*Exercise materials*.
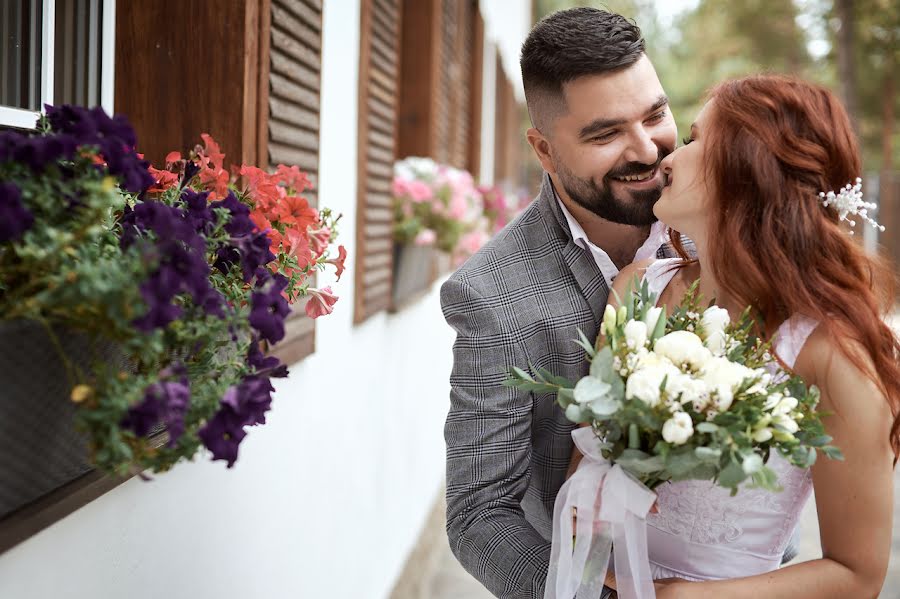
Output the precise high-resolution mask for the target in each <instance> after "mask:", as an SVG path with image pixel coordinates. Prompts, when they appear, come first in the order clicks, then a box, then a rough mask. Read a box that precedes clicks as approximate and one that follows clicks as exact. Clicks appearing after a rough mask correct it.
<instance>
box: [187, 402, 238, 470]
mask: <svg viewBox="0 0 900 599" xmlns="http://www.w3.org/2000/svg"><path fill="white" fill-rule="evenodd" d="M197 436H198V437H200V440H201V441H203V445H205V446H206V448H207V449H209V450H210V451H211V452H212V454H213V459H214V460H225V461H227V462H228V467H229V468H231V467H232V466H234V463H235V462H236V461H237V453H238V446H239V445H240V444H241V441H243V440H244V437H246V436H247V433H246V431H244V425H243V424H242V423H241V421H240V418H238V417H237V416H236V415H235V414H234V413H233V412H231V411H229V410H226V409H225V408H222V409H220V410H219V411H218V412H216V414H215V415H214V416H213V417H212V418H210V419H209V421H208V422H207V423H206V424H205V425H203V428H201V429H200V430H199V431H197Z"/></svg>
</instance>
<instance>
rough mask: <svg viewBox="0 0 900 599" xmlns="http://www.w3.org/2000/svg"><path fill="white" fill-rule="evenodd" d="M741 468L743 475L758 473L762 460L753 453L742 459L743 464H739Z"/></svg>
mask: <svg viewBox="0 0 900 599" xmlns="http://www.w3.org/2000/svg"><path fill="white" fill-rule="evenodd" d="M741 468H743V470H744V473H745V474H753V473H754V472H759V471H760V469H761V468H762V458H761V457H760V456H758V455H756V454H755V453H752V454H750V455H748V456H747V457H745V458H744V461H743V463H741Z"/></svg>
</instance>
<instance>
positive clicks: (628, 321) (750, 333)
mask: <svg viewBox="0 0 900 599" xmlns="http://www.w3.org/2000/svg"><path fill="white" fill-rule="evenodd" d="M655 300H656V298H655V297H653V296H652V295H651V294H650V293H649V291H648V289H647V285H646V283H644V284H643V285H641V287H640V288H638V289H634V288H629V290H628V291H627V292H626V294H625V297H624V298H623V300H622V301H621V302H620V307H619V308H618V310H616V309H614V308H613V307H612V306H607V308H606V311H605V313H604V316H603V323H602V325H601V326H600V336H599V338H598V339H597V342H596V344H594V345H591V344H590V343H589V342H588V340H587V339H586V338H585V337H584V335H581V338H580V339H579V340H578V343H580V344H581V345H582V346H583V347H584V349H585V351H586V352H587V355H588V357H589V359H590V363H591V366H590V371H589V373H588V374H587V376H585V377H583V378H582V379H581V380H579V381H578V382H577V383H576V384H574V385H573V384H572V383H571V382H569V381H567V380H565V379H563V378H561V377H557V376H555V375H553V374H552V373H551V372H548V371H546V370H544V369H532V370H533V374H529V373H528V372H526V371H524V370H522V369H520V368H512V370H511V373H510V377H509V379H508V380H507V381H506V382H505V384H506V385H508V386H513V387H518V388H520V389H524V390H527V391H533V392H538V393H555V394H556V397H557V401H558V403H559V405H560V406H561V407H562V408H563V409H564V410H565V413H566V416H567V417H568V418H569V420H571V421H573V422H576V423H579V424H587V425H590V426H589V428H588V427H582V428H578V429H576V430H575V431H574V432H573V434H572V436H573V439H574V441H575V444H576V446H577V447H578V448H579V450H581V452H582V453H583V454H584V459H583V460H582V462H581V463H580V464H579V466H578V470H577V471H576V472H575V474H574V475H572V477H571V478H569V480H568V481H566V483H565V484H564V485H563V486H562V488H561V489H560V491H559V494H558V496H557V499H556V503H555V506H554V515H553V520H554V524H553V546H552V550H551V557H550V564H551V565H550V571H549V573H548V578H547V586H546V595H545V597H547V598H553V599H557V598H567V599H568V598H571V597H574V596H575V595H576V593H577V596H579V597H597V596H599V594H600V591H601V588H602V585H603V581H604V579H605V576H606V570H607V564H608V563H609V556H610V553H611V552H612V551H613V550H614V551H615V567H616V582H617V590H618V596H619V597H621V598H622V599H638V598H640V599H647V598H652V597H655V593H654V587H653V580H652V576H651V573H650V566H649V560H648V558H647V534H646V523H645V519H646V516H647V514H648V513H649V511H650V509H651V507H652V505H653V503H654V502H655V500H656V495H655V493H653V492H652V489H654V488H656V487H658V486H659V485H661V484H663V483H665V482H668V481H682V480H688V479H699V480H709V481H714V482H715V483H716V484H717V485H719V486H720V487H724V488H726V489H729V490H730V491H731V494H732V495H733V494H735V493H737V492H738V491H739V489H740V486H741V485H742V484H748V485H749V486H753V487H758V488H763V489H767V490H770V491H773V492H776V491H779V490H780V487H779V485H778V480H777V476H776V474H775V472H774V470H772V469H771V468H770V467H768V466H767V465H766V462H767V461H768V459H769V457H770V455H771V454H772V453H773V452H775V453H777V454H779V455H781V456H782V457H783V458H785V459H787V460H788V461H789V462H790V463H791V464H793V465H795V466H798V467H801V468H808V467H810V466H812V465H813V463H814V462H815V460H816V456H817V452H818V451H821V452H823V453H824V454H825V455H827V456H829V457H831V458H836V459H840V458H841V454H840V451H839V450H838V449H837V448H836V447H833V446H831V445H829V443H830V441H831V438H830V437H829V436H828V435H826V434H825V429H824V426H823V424H822V421H821V419H820V417H819V414H817V413H816V411H815V408H816V404H817V403H818V399H819V392H818V390H817V389H816V388H815V387H810V388H807V387H806V385H805V384H804V383H803V381H802V380H801V379H800V378H799V377H796V376H791V375H789V374H788V373H786V372H785V371H784V370H783V369H781V368H780V367H779V366H778V363H777V361H776V360H775V358H774V357H773V356H772V354H771V351H770V347H771V345H770V343H764V342H763V341H762V340H760V339H759V338H758V337H756V336H755V335H754V334H753V331H754V330H755V328H754V323H753V321H752V320H751V318H750V310H749V309H748V310H746V311H744V313H743V314H741V315H740V317H739V318H738V319H737V320H736V321H732V320H731V318H730V315H729V314H728V312H727V311H726V310H724V309H722V308H719V307H717V306H715V305H710V306H709V307H708V308H706V309H705V310H704V309H702V308H701V307H700V301H699V297H698V293H697V284H696V283H695V284H694V285H693V286H692V287H691V289H690V290H689V291H688V292H687V294H686V295H685V298H684V299H683V301H682V303H681V305H680V307H678V308H677V309H676V310H675V311H674V312H673V313H672V315H671V316H669V315H667V313H666V310H665V308H659V307H656V306H655V303H656V302H655ZM573 514H577V520H576V522H575V523H574V524H573V519H572V516H573ZM569 539H574V545H569V542H570V541H569Z"/></svg>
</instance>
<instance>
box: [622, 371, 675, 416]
mask: <svg viewBox="0 0 900 599" xmlns="http://www.w3.org/2000/svg"><path fill="white" fill-rule="evenodd" d="M677 373H678V369H677V368H675V367H674V366H671V365H669V364H665V363H660V364H658V365H655V366H647V367H645V368H641V369H640V370H636V371H635V372H633V373H632V374H631V376H630V377H628V381H627V382H626V383H625V398H626V399H639V400H641V401H642V402H644V403H645V404H647V405H648V406H650V407H651V408H653V407H656V406H657V405H659V400H660V390H659V387H660V385H662V382H663V379H665V378H666V377H667V376H672V375H674V374H677Z"/></svg>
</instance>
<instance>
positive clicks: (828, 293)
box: [573, 76, 900, 599]
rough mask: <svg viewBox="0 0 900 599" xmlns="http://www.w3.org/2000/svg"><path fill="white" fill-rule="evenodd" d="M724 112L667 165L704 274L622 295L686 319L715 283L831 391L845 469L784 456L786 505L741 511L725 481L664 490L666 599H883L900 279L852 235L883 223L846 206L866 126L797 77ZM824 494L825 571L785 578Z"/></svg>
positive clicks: (750, 82)
mask: <svg viewBox="0 0 900 599" xmlns="http://www.w3.org/2000/svg"><path fill="white" fill-rule="evenodd" d="M710 98H711V99H710V100H709V102H708V103H707V104H706V106H705V107H704V108H703V110H702V111H701V112H700V115H699V116H698V117H697V120H696V122H695V123H694V124H693V125H692V126H691V133H690V138H689V139H687V140H685V142H684V146H682V147H681V148H679V149H678V150H676V151H675V152H673V153H672V154H670V155H669V156H668V157H667V158H666V159H665V160H663V162H662V164H661V168H663V171H664V172H665V173H666V175H667V178H668V180H667V184H666V187H665V188H664V189H663V192H662V196H661V198H660V200H659V201H658V202H657V203H656V205H655V207H654V213H655V214H656V216H657V217H658V218H659V219H660V220H661V221H663V222H665V223H667V224H668V225H669V226H670V227H672V229H673V231H678V232H680V233H682V234H684V235H686V236H688V237H689V238H690V239H692V240H693V241H694V243H695V245H696V248H697V259H696V260H690V259H688V257H687V254H684V252H681V253H682V255H683V256H684V257H683V258H681V259H679V258H676V259H672V260H657V261H645V262H643V263H636V264H633V265H632V266H630V267H628V268H627V269H625V270H623V271H622V273H621V274H620V275H619V277H617V279H616V283H615V285H614V288H615V289H616V291H617V292H618V293H619V295H620V296H621V295H622V294H623V292H624V290H625V287H626V286H627V284H628V282H629V281H630V280H632V279H633V278H634V277H635V276H637V277H639V278H644V279H646V280H647V281H648V284H649V285H650V288H651V290H652V291H655V292H656V293H657V294H658V297H659V300H658V303H659V304H660V305H668V306H669V307H672V306H673V305H675V304H677V303H678V301H679V299H680V298H681V297H682V296H683V294H684V292H685V290H686V289H687V287H688V286H689V285H690V284H691V283H692V282H693V281H695V280H696V279H699V280H700V291H701V293H702V294H703V297H705V298H714V299H715V301H716V303H717V304H718V305H719V306H722V307H724V308H727V309H728V310H729V312H730V313H731V314H733V315H736V314H739V313H740V312H741V311H742V309H743V308H744V307H745V306H747V305H750V306H752V307H753V309H754V310H755V311H756V314H757V315H758V316H759V317H760V319H761V320H760V322H761V328H762V330H761V332H762V333H763V334H764V335H766V336H767V337H771V338H773V341H774V348H775V353H776V355H777V358H778V359H779V360H780V361H781V362H782V364H783V365H784V366H786V367H787V368H789V369H791V370H793V371H794V372H796V373H797V374H798V375H800V376H801V377H802V378H803V379H804V380H805V381H806V383H807V384H808V385H816V386H817V387H818V388H819V389H820V390H821V393H822V396H821V397H822V398H821V403H820V406H819V409H820V410H821V411H823V412H824V413H826V414H830V415H829V416H827V417H826V418H825V419H824V421H825V426H826V429H827V431H828V433H829V434H830V435H831V436H832V437H834V441H833V443H834V445H836V446H838V447H839V448H840V449H841V450H842V452H843V454H844V456H845V459H844V460H843V461H834V460H828V459H820V460H819V461H818V462H817V463H816V465H815V466H813V468H812V469H811V471H806V470H800V469H797V468H795V467H793V466H791V465H790V464H788V463H787V462H786V461H784V460H782V459H780V458H779V457H778V456H774V457H773V458H772V459H771V460H770V462H769V465H770V466H772V467H773V468H774V469H775V470H776V471H777V473H778V475H779V483H780V484H781V486H782V487H784V491H783V492H781V493H770V492H766V491H760V490H751V489H742V490H741V491H740V492H739V493H738V494H737V495H736V496H735V497H730V496H729V493H728V491H726V490H723V489H720V488H716V487H714V486H713V485H712V483H710V482H708V481H687V482H678V483H669V484H666V485H663V486H662V487H659V488H658V489H657V492H658V502H657V507H658V513H654V514H651V515H650V516H648V519H647V528H648V545H649V557H650V561H651V566H652V569H653V574H654V578H655V579H657V597H659V598H660V599H676V598H677V599H681V598H691V599H694V598H696V599H700V598H707V597H709V598H717V599H718V598H722V597H726V598H735V599H737V598H742V597H747V598H751V597H753V598H756V597H765V598H766V599H779V598H782V597H783V598H785V599H787V598H790V599H804V598H809V599H827V598H830V597H833V598H835V599H836V598H841V599H844V598H848V597H852V598H854V599H856V598H864V597H877V596H878V594H879V592H880V590H881V586H882V584H883V581H884V577H885V572H886V569H887V565H888V558H889V555H890V548H891V520H892V507H893V484H892V483H893V467H894V463H895V461H896V457H897V455H898V450H900V419H898V407H900V366H898V355H900V345H898V341H897V339H896V337H895V336H894V335H893V334H892V332H891V330H890V329H889V328H888V327H887V326H886V325H885V324H884V322H883V320H882V316H883V312H882V310H884V309H890V308H891V307H892V300H893V296H892V288H893V277H894V275H893V271H892V270H891V269H890V268H888V267H887V266H885V265H884V264H882V263H881V262H879V261H878V260H877V259H875V258H873V257H871V256H868V255H866V254H865V253H864V251H863V250H862V249H861V248H860V246H859V245H858V244H857V243H855V241H854V238H853V237H851V236H850V235H848V232H847V230H848V227H847V226H846V224H845V223H842V220H854V219H855V220H857V221H860V222H862V221H864V220H867V219H868V216H866V214H865V212H862V213H859V214H855V215H854V213H855V211H854V210H852V208H853V207H852V206H849V207H847V206H844V205H843V204H842V202H843V201H845V200H853V199H858V198H853V197H848V196H849V195H850V194H851V193H852V191H853V190H846V189H845V188H846V186H847V185H848V184H850V185H851V186H852V185H853V184H854V183H855V182H856V179H857V177H858V175H859V173H860V168H861V164H860V158H859V152H858V149H857V145H856V142H855V138H854V134H853V131H852V128H851V125H850V121H849V118H848V116H847V114H846V112H845V111H844V109H843V107H842V106H841V104H840V103H839V102H838V100H837V99H836V98H835V97H834V95H833V94H832V93H831V92H829V91H828V90H826V89H824V88H821V87H818V86H816V85H812V84H809V83H806V82H803V81H799V80H795V79H789V78H785V77H780V76H757V77H750V78H746V79H741V80H737V81H729V82H726V83H723V84H721V85H719V86H718V87H716V88H715V89H714V90H713V91H712V93H711V95H710ZM842 189H844V193H840V194H839V195H840V197H839V198H838V202H837V205H835V204H833V203H831V202H829V205H826V204H825V202H826V200H827V199H828V197H823V196H824V193H825V192H829V191H835V192H836V193H838V192H840V191H841V190H842ZM860 201H861V200H860ZM842 208H851V209H850V215H847V213H846V212H844V213H843V214H841V210H842ZM844 216H846V219H844V218H843V217H844ZM673 238H674V239H673V241H674V242H675V245H676V247H680V234H679V233H674V232H673ZM579 457H580V456H575V457H574V458H573V460H575V461H577V459H578V458H579ZM812 490H815V500H816V507H817V509H818V515H819V526H820V529H821V543H822V553H823V555H822V558H821V559H817V560H814V561H809V562H805V563H800V564H794V565H788V566H786V567H783V568H780V569H779V564H780V561H781V556H782V554H783V553H784V550H785V547H786V546H787V543H788V541H789V539H790V536H791V532H792V531H793V530H794V527H795V526H796V524H797V520H798V518H799V515H800V512H801V510H802V509H803V506H804V504H805V503H806V501H807V499H808V498H809V496H810V493H811V491H812ZM609 584H610V586H612V585H613V584H614V582H612V581H611V582H610V583H609Z"/></svg>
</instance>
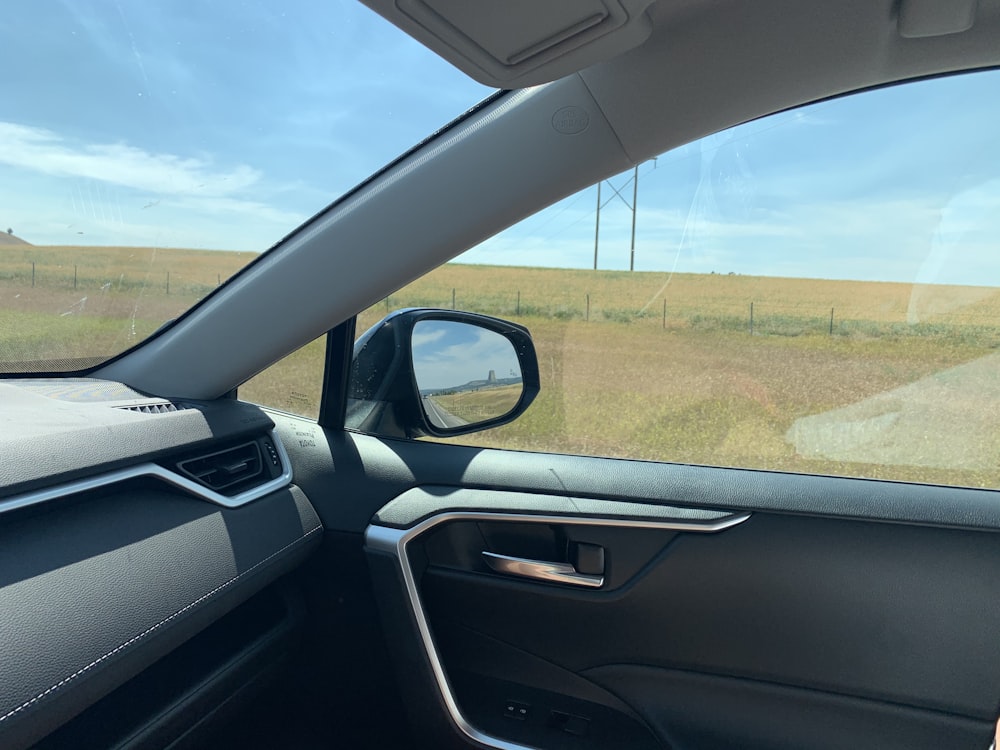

*Problem*.
Copy out the lines from the beginning through the one containing "positive clicks: (628, 321) (750, 333)". Rename "rough mask" to "coarse mask" throughout, change nothing else, and leave the pictures out.

*Response to this exercise*.
Output the precise high-resolution mask for the target in each <instance> after "mask:", as an SVG path with image pixel coordinates. Prompts, when they appear, come first in the order clicks, then a box, then a coarse mask. Read a box that precedes clicks as approximate and one that follows clicks as exact. Clicks appearing after a coarse mask correct it.
<instance>
box: [187, 402, 238, 470]
mask: <svg viewBox="0 0 900 599" xmlns="http://www.w3.org/2000/svg"><path fill="white" fill-rule="evenodd" d="M197 436H198V437H200V440H201V441H203V445H205V446H206V448H207V449H209V450H210V451H211V452H212V454H213V459H214V460H225V461H227V462H228V467H229V468H231V467H232V466H234V463H235V462H236V461H237V453H238V446H239V445H240V444H241V441H243V440H244V437H246V436H247V433H246V431H244V425H243V424H242V423H241V421H240V418H238V417H237V416H236V415H235V414H234V413H233V412H231V411H229V410H226V409H225V408H222V409H220V410H219V411H218V412H216V414H215V415H214V416H213V417H212V418H210V419H209V421H208V422H207V423H206V424H205V425H203V428H201V429H200V430H199V431H197Z"/></svg>
</instance>
<instance>
coarse mask: <svg viewBox="0 0 900 599" xmlns="http://www.w3.org/2000/svg"><path fill="white" fill-rule="evenodd" d="M741 468L743 475L758 473L762 460L753 453L742 459L743 464H739Z"/></svg>
mask: <svg viewBox="0 0 900 599" xmlns="http://www.w3.org/2000/svg"><path fill="white" fill-rule="evenodd" d="M741 468H743V470H744V473H745V474H753V473H754V472H759V471H760V469H761V468H762V458H761V457H760V456H758V455H756V454H755V453H752V454H750V455H748V456H747V457H745V458H744V461H743V463H741Z"/></svg>
</instance>
<instance>
positive clicks: (628, 321) (750, 333)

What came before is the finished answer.